[BEGIN Entries shown]
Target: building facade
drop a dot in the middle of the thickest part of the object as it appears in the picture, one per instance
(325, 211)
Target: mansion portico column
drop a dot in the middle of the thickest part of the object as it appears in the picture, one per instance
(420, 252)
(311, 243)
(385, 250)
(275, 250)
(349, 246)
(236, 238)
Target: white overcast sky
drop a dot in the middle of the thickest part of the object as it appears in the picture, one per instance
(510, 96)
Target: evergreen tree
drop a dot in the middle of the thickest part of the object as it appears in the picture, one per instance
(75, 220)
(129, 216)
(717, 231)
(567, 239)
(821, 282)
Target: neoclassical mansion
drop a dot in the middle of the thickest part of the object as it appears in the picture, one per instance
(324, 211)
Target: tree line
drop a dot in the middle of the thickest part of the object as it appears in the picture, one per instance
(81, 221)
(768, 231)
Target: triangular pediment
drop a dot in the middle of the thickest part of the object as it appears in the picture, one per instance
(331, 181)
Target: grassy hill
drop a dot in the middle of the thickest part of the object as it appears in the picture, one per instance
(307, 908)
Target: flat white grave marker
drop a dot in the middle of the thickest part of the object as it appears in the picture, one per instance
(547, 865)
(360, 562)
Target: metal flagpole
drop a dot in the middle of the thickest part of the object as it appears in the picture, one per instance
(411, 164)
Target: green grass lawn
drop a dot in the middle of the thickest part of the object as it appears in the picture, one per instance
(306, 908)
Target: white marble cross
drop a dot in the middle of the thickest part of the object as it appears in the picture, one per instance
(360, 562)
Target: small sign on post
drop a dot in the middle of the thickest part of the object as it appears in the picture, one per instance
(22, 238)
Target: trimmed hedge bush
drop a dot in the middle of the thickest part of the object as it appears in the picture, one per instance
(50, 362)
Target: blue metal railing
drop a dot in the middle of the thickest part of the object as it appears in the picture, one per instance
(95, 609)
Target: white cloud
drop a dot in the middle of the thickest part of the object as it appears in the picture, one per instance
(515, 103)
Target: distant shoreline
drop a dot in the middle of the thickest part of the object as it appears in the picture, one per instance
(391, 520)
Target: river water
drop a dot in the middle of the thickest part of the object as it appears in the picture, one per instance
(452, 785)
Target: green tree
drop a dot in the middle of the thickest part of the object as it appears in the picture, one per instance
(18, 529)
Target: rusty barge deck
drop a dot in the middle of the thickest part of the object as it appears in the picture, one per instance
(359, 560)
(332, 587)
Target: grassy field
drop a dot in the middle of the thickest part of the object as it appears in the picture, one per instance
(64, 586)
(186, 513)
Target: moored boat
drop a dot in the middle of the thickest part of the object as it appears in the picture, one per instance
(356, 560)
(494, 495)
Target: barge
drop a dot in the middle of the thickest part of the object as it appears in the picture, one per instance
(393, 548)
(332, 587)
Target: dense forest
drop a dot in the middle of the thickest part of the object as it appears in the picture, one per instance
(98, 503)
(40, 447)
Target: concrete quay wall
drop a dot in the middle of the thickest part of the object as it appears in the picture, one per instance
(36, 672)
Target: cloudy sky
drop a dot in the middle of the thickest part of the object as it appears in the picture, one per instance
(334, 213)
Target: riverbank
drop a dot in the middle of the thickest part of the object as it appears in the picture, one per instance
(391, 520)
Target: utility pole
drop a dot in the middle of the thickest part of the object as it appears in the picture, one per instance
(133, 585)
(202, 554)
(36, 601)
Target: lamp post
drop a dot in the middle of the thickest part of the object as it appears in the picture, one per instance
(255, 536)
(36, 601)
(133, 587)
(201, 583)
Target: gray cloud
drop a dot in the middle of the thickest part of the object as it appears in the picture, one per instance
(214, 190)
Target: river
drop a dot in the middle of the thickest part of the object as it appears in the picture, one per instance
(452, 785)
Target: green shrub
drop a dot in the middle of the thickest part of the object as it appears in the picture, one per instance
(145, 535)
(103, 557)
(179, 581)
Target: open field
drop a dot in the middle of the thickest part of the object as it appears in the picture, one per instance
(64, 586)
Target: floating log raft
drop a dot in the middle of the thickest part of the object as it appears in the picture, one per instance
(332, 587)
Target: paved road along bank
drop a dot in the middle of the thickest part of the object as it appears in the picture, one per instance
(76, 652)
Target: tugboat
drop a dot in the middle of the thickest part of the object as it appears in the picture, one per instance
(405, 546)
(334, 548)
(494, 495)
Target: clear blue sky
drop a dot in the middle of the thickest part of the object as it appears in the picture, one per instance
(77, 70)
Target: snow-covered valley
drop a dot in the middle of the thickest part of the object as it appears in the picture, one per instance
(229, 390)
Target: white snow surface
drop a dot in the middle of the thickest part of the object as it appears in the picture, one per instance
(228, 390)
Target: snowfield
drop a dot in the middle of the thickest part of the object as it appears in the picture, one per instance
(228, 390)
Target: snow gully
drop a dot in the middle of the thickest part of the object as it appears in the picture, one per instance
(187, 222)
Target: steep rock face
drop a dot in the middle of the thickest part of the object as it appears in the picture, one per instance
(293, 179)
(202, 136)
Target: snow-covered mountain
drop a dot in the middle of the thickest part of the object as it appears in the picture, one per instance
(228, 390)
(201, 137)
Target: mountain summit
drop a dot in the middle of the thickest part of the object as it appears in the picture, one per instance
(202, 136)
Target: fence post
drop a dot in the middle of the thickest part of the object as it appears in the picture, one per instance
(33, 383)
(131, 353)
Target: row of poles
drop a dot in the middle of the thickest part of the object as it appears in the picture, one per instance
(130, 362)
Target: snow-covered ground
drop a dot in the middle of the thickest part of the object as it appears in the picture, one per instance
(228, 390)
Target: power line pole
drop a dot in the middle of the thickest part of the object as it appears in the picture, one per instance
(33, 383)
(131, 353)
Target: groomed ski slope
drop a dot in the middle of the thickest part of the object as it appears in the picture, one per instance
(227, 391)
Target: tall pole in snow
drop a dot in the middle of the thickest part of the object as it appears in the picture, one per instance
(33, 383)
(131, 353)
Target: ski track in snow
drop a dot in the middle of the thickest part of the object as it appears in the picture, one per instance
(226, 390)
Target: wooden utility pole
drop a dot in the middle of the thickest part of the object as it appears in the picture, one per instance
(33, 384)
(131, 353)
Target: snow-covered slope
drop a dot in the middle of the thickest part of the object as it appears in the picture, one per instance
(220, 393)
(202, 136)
[END Entries shown]
» Exercise description: Your answer should consist only of the lines from the one with "Target: row of poles" through the end of the data above, reproduced exactly.

» Exercise result:
Target: row of poles
drop a dot in the middle of the thickest part of the object as it appears in the picture, one per instance
(130, 362)
Target: snow-covered ground
drop a dot in the middle of the thickest part of the object as it appears in the picture, one per instance
(228, 390)
Target: power line pole
drop a dot in the middle of the thickest part of the object as it appears in the picture, one per instance
(33, 383)
(131, 353)
Target: groomed ski slope
drop a dot in the middle of the thickest part of the object as it appears in the picture, one per instance
(227, 391)
Target: tall pole in snow
drop a dot in the middle of the thickest part of the object as it appears in the picture, one per instance
(33, 383)
(131, 353)
Target: ski track in snow
drop a dot in the middle of the thickest part of the object as it appears in the picture, one per instance
(226, 390)
Target: wooden utility pole
drop a dot in the middle of the thickest part of the object as it appears in the picture, one per instance
(33, 384)
(131, 353)
Target: snow-covered slope
drop a dot in the middle of the thickest part of the object as it appears in the picture, one per instance
(220, 393)
(202, 136)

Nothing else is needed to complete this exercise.